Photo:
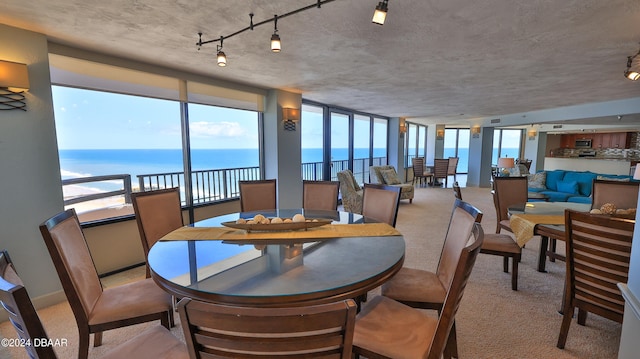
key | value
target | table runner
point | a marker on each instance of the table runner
(328, 231)
(523, 225)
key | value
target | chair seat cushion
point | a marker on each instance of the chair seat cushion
(130, 300)
(395, 330)
(500, 243)
(415, 285)
(155, 342)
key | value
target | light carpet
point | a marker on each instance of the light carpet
(493, 321)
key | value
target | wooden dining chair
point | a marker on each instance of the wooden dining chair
(499, 245)
(386, 328)
(452, 169)
(419, 171)
(95, 308)
(221, 331)
(508, 191)
(598, 251)
(322, 195)
(441, 170)
(257, 195)
(155, 342)
(157, 213)
(424, 289)
(381, 202)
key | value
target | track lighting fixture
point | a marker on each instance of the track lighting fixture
(632, 75)
(276, 46)
(380, 14)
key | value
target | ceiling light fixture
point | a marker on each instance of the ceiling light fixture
(632, 74)
(380, 14)
(276, 45)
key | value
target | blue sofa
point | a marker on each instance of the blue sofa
(568, 186)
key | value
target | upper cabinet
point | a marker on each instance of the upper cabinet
(598, 140)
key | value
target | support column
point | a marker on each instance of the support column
(282, 148)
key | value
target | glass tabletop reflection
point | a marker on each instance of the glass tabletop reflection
(319, 270)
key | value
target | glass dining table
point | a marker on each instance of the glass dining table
(344, 259)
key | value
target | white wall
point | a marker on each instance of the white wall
(30, 177)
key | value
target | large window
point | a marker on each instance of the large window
(355, 142)
(113, 144)
(456, 144)
(506, 143)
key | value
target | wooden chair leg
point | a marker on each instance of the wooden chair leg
(514, 272)
(97, 339)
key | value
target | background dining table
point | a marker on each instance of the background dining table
(344, 259)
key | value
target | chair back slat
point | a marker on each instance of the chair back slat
(324, 330)
(322, 195)
(381, 203)
(257, 195)
(461, 225)
(598, 255)
(22, 315)
(455, 291)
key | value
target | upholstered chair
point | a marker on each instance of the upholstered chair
(598, 252)
(95, 308)
(321, 195)
(381, 202)
(351, 192)
(386, 328)
(222, 331)
(154, 342)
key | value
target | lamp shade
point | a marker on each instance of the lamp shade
(506, 162)
(14, 76)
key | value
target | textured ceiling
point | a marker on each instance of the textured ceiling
(433, 59)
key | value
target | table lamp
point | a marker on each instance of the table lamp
(504, 163)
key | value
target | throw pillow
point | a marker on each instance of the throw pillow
(390, 176)
(537, 180)
(568, 187)
(619, 179)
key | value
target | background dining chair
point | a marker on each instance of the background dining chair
(350, 191)
(324, 330)
(508, 191)
(598, 253)
(452, 169)
(381, 203)
(155, 342)
(424, 289)
(97, 309)
(623, 195)
(157, 213)
(386, 328)
(419, 171)
(321, 195)
(441, 170)
(257, 195)
(499, 245)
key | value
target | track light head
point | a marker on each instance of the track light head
(380, 14)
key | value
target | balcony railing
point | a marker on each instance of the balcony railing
(209, 185)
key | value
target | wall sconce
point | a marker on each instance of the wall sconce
(475, 131)
(289, 118)
(505, 163)
(14, 81)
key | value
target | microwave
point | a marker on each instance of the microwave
(583, 143)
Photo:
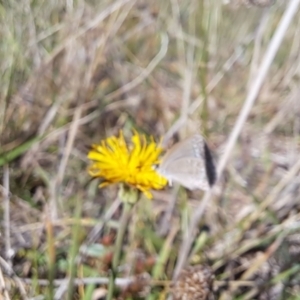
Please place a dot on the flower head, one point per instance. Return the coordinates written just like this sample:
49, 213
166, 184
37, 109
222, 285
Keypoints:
116, 162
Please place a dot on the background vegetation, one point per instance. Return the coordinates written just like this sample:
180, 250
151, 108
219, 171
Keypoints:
75, 72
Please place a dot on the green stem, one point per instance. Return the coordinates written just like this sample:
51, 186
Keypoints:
118, 247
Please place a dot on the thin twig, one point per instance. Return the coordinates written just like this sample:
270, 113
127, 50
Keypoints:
251, 97
6, 193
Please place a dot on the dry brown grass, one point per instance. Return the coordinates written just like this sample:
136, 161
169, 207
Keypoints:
73, 73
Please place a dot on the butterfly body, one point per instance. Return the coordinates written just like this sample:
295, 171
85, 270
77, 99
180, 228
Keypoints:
189, 163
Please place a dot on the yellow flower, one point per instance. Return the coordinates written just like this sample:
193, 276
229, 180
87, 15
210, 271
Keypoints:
114, 161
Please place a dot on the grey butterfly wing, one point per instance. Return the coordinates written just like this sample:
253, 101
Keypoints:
189, 163
190, 147
189, 172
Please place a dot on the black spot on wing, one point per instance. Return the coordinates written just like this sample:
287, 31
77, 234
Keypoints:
209, 166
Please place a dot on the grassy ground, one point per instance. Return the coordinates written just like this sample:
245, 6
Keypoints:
75, 72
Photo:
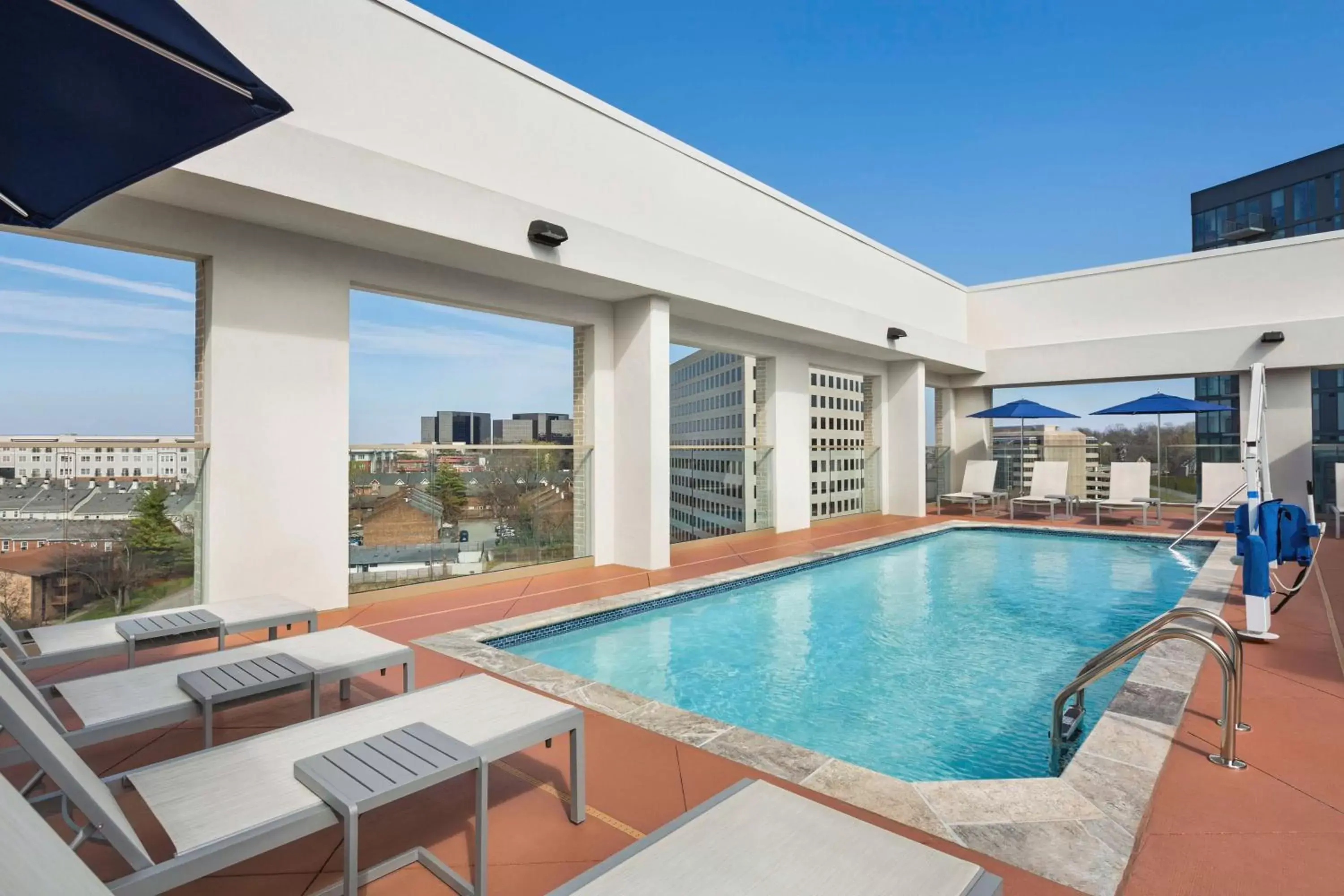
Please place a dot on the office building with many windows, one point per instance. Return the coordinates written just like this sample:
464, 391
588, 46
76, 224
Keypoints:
840, 424
714, 484
464, 428
1295, 199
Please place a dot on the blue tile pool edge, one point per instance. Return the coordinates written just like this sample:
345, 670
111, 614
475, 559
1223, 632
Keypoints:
1082, 798
695, 593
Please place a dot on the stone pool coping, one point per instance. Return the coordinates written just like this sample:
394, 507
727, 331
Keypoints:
1077, 829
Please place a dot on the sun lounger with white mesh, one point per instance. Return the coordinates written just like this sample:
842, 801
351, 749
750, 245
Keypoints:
123, 703
1217, 484
92, 638
758, 839
978, 487
1049, 487
1129, 489
241, 800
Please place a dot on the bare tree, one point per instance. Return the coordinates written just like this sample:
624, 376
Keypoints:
15, 603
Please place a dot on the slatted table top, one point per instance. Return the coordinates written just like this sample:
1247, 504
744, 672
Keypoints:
167, 625
378, 770
245, 679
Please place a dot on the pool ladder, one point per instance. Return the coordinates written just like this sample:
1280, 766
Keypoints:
1135, 644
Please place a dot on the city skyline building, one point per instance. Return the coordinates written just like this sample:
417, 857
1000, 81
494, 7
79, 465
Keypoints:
1293, 199
467, 428
840, 432
714, 489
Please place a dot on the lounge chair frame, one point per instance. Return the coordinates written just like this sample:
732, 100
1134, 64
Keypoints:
95, 797
990, 496
158, 718
1057, 470
18, 641
1113, 503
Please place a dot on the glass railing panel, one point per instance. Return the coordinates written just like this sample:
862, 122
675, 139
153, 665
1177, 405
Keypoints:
719, 489
1324, 457
425, 512
937, 470
113, 528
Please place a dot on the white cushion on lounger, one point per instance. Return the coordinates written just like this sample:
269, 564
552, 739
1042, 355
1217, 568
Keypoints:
131, 692
228, 789
99, 633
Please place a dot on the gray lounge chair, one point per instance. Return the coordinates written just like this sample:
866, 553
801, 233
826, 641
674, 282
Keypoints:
241, 800
758, 839
89, 640
1049, 487
1129, 488
978, 487
1219, 482
123, 703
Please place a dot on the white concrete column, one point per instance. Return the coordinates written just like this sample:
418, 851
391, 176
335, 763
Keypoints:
640, 417
788, 425
1288, 422
969, 439
276, 413
904, 439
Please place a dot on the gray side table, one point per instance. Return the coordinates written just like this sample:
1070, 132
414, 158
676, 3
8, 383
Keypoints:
233, 681
375, 771
168, 625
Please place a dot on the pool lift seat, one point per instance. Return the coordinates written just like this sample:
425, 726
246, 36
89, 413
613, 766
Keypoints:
1066, 720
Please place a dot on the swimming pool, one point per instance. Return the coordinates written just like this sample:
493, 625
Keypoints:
935, 659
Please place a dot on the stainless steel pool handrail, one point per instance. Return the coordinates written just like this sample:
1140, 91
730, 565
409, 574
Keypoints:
1226, 754
1205, 519
1219, 624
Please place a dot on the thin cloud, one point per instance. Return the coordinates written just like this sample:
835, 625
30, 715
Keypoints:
90, 319
162, 291
452, 343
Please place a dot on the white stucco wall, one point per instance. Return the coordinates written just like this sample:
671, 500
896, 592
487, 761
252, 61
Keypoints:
276, 379
383, 84
1178, 316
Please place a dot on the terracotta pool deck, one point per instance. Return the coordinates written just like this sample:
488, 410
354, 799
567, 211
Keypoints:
1277, 827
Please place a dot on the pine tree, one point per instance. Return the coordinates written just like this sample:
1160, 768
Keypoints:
451, 491
151, 531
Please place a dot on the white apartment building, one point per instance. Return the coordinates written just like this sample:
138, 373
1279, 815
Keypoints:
413, 166
839, 424
97, 457
713, 404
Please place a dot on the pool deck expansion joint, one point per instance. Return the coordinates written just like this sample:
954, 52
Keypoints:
1077, 829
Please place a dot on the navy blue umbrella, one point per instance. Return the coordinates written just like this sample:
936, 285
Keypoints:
97, 95
1023, 410
1160, 404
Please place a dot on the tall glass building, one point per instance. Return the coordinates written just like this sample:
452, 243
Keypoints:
1295, 199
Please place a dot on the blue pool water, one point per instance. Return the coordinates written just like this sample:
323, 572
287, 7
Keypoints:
930, 660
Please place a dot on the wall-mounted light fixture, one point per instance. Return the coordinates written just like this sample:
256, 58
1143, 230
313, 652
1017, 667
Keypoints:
543, 233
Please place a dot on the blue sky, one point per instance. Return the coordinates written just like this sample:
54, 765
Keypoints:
987, 140
410, 359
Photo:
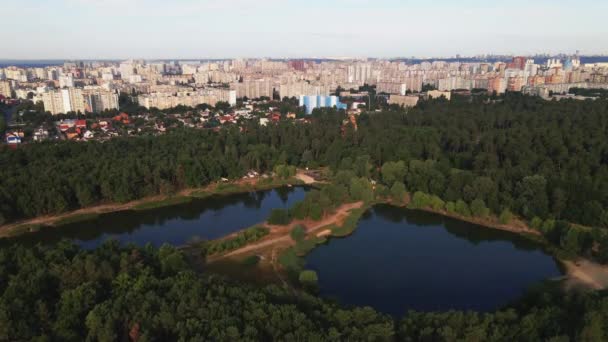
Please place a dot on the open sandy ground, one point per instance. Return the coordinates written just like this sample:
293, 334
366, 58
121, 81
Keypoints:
279, 235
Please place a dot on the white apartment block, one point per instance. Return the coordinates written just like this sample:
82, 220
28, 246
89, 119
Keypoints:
187, 98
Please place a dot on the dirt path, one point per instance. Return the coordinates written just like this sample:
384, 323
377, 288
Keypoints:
305, 178
311, 227
587, 274
7, 229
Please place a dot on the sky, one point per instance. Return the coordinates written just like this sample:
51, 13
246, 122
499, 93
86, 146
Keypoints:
196, 29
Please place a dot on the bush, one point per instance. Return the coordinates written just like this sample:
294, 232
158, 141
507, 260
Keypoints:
298, 233
381, 191
279, 217
536, 223
479, 209
309, 280
462, 208
450, 207
436, 203
505, 216
398, 192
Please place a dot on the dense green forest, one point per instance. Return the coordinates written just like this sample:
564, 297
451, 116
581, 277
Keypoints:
114, 293
533, 157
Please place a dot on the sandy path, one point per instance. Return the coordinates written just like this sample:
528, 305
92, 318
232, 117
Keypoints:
586, 273
311, 226
5, 230
305, 178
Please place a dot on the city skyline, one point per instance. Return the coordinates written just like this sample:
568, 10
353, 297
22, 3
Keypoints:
149, 29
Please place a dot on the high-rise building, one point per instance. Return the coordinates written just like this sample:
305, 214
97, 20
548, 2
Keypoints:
319, 101
5, 89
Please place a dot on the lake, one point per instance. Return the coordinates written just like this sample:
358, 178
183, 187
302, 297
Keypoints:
400, 259
210, 218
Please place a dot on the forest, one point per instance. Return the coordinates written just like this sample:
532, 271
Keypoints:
536, 158
113, 293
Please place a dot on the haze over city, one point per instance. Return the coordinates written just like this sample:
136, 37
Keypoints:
152, 29
282, 170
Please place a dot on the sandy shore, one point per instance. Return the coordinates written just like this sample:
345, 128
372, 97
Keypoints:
585, 274
279, 235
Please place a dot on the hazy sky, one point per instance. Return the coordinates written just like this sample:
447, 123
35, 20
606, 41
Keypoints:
40, 29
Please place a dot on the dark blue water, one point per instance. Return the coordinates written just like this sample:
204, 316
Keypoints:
209, 218
399, 260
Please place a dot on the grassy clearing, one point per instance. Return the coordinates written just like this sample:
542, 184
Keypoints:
304, 247
163, 203
349, 225
25, 228
241, 239
75, 219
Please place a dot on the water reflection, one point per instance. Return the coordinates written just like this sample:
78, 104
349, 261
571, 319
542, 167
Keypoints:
208, 218
400, 259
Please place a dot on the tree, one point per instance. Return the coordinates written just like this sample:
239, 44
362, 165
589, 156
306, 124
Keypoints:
479, 209
505, 216
298, 233
532, 198
279, 217
398, 191
393, 172
309, 280
571, 241
462, 208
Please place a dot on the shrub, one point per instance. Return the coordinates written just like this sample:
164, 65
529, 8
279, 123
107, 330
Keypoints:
298, 233
479, 209
398, 192
536, 223
505, 216
462, 208
309, 280
279, 216
450, 207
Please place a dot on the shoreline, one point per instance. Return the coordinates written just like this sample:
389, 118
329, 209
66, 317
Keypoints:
579, 273
147, 203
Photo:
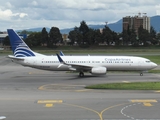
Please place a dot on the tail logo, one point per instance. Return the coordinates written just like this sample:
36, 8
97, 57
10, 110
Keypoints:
22, 50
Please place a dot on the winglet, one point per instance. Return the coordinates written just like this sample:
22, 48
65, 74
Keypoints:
60, 59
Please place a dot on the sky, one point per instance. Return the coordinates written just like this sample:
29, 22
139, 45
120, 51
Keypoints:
25, 14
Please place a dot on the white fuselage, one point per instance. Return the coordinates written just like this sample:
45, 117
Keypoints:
110, 62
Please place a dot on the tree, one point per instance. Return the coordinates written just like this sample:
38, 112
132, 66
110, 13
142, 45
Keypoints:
6, 41
75, 36
84, 30
55, 36
153, 40
107, 35
144, 36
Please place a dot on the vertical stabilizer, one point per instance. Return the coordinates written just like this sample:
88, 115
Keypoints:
19, 47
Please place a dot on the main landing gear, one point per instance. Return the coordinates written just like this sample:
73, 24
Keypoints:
81, 74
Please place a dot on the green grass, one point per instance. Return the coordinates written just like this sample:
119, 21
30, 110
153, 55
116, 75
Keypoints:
127, 86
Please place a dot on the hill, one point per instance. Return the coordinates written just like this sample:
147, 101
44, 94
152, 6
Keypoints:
117, 26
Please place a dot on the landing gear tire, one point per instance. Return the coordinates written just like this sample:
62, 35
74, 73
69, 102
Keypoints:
141, 74
81, 74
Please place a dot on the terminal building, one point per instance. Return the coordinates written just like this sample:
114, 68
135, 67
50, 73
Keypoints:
134, 22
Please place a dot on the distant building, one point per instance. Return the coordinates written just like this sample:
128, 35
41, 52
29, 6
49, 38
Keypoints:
5, 34
136, 21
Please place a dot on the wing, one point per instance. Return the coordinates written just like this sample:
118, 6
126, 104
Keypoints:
74, 67
15, 58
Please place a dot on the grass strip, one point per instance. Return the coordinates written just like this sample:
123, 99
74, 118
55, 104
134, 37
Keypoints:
127, 86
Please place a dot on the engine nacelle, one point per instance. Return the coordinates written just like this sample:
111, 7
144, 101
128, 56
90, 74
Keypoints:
99, 70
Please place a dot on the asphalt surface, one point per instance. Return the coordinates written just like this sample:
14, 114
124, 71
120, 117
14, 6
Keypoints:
30, 94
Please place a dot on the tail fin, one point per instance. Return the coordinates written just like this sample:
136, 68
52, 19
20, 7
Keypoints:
19, 47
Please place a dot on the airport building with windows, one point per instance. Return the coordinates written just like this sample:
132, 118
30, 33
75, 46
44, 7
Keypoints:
134, 22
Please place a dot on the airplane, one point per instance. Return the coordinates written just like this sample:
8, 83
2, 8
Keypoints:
96, 65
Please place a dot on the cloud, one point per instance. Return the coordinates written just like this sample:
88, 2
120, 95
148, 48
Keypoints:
69, 13
8, 14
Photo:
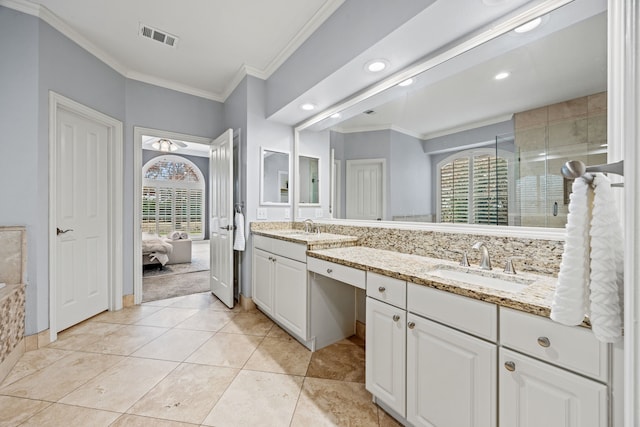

Work request: Check each line of the records for the string "butterfly" and copy those that have it.

Task response:
Please place a dot on the butterfly body, one point per instance. Return the coordinates written just like this sample:
Please place a dot on the grey butterfly wing, one point per instance. Return the coordinates written just like this sample:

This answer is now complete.